▸ Photo labels with bounding boxes:

===

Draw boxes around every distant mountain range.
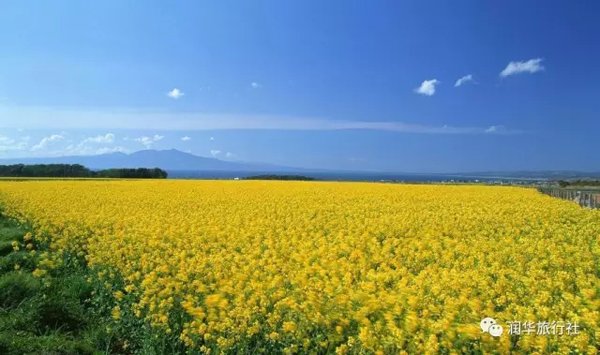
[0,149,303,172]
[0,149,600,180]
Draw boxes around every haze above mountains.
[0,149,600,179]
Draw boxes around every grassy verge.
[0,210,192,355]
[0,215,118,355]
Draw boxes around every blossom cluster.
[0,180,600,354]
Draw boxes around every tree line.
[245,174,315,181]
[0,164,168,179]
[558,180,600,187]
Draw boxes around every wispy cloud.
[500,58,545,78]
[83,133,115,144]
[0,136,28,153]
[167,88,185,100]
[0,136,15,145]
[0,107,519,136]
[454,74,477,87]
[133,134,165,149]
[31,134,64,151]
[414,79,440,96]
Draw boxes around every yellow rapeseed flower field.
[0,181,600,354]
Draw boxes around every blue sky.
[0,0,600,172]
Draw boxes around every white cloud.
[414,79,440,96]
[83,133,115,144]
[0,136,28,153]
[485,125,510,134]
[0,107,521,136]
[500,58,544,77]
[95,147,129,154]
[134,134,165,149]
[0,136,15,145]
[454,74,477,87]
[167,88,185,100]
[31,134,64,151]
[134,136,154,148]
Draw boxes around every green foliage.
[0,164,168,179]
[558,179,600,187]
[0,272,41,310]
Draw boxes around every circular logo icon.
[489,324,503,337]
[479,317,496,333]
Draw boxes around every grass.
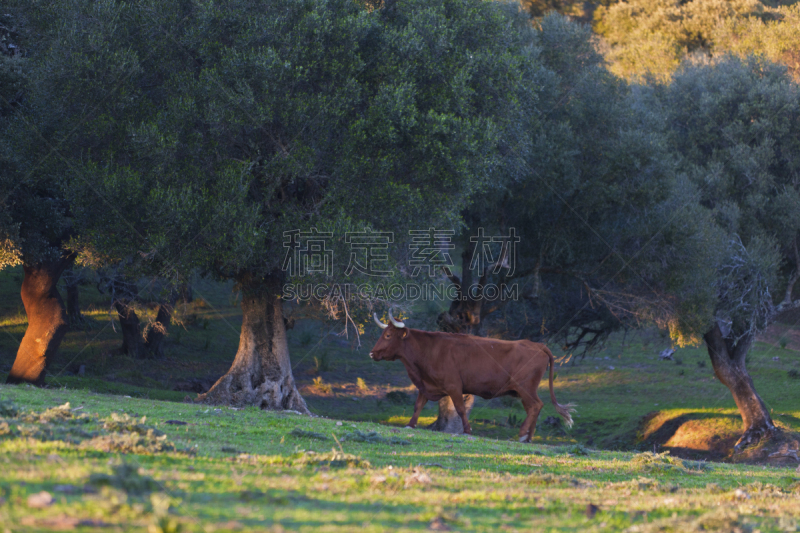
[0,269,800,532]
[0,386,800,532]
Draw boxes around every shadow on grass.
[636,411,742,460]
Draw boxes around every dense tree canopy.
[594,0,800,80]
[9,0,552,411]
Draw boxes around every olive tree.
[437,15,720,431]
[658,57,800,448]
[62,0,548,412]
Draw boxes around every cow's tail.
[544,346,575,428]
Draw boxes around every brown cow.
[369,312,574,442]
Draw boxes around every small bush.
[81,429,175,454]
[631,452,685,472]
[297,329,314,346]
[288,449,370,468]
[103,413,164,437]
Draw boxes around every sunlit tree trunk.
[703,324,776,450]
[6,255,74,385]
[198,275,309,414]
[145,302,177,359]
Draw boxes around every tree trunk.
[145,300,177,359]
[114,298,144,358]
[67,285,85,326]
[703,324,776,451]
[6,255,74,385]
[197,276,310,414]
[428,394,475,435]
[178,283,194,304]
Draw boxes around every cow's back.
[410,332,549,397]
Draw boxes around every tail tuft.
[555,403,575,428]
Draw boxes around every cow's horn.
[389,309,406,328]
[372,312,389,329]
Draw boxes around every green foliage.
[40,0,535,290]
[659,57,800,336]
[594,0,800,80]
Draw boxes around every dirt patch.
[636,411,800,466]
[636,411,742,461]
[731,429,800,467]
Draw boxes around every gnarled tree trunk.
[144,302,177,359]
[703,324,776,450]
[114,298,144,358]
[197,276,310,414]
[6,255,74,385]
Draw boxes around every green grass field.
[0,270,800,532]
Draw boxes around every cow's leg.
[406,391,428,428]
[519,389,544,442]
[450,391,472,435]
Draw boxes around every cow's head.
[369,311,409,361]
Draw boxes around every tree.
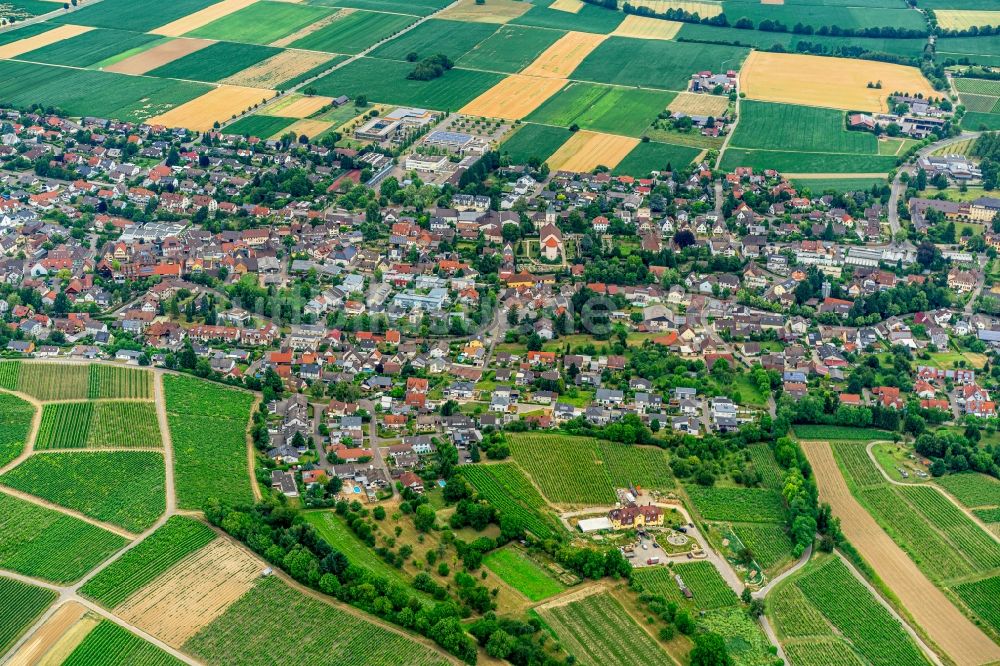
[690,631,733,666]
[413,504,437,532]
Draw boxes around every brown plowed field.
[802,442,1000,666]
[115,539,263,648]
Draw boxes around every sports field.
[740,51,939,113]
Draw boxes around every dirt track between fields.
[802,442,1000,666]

===

▸ GOAL OF THE EXERCISE: Please reproduce the material from its first line up to and including the line with "[134,136,154,148]", requests included, scaling every box coordinate in the answers by 0.9 and rounding to whole numbers, with halves rounded up. Return only those lines, and leave out the pictures.

▸ WRITTEN RESPONSE:
Draw boxes around every distant mountain range.
[0,134,273,155]
[0,134,540,162]
Draw boxes around every haze above mountains.
[0,134,540,161]
Draw boxes around every grassy verge.
[0,189,173,320]
[0,194,106,320]
Draw boxes around every blossom cluster.
[0,162,540,319]
Draw boxes around every tree line.
[221,157,284,163]
[0,148,151,161]
[502,162,540,168]
Draw boxes around every wispy cloud.
[450,52,491,70]
[75,120,104,130]
[0,122,25,138]
[150,79,167,90]
[0,122,14,131]
[0,96,467,122]
[409,67,429,78]
[120,121,149,134]
[28,121,58,136]
[373,71,396,86]
Draw boxes around every yellow rapeseed flower field.
[0,163,540,319]
Draw boxes around every blue sky.
[0,0,540,155]
Draw boxes around every white cloud.
[373,71,396,86]
[75,120,104,130]
[0,122,25,138]
[437,113,459,121]
[0,96,469,122]
[450,52,490,69]
[86,132,116,139]
[121,121,149,134]
[0,122,14,131]
[409,67,429,78]
[150,79,167,90]
[28,121,58,136]
[121,122,139,133]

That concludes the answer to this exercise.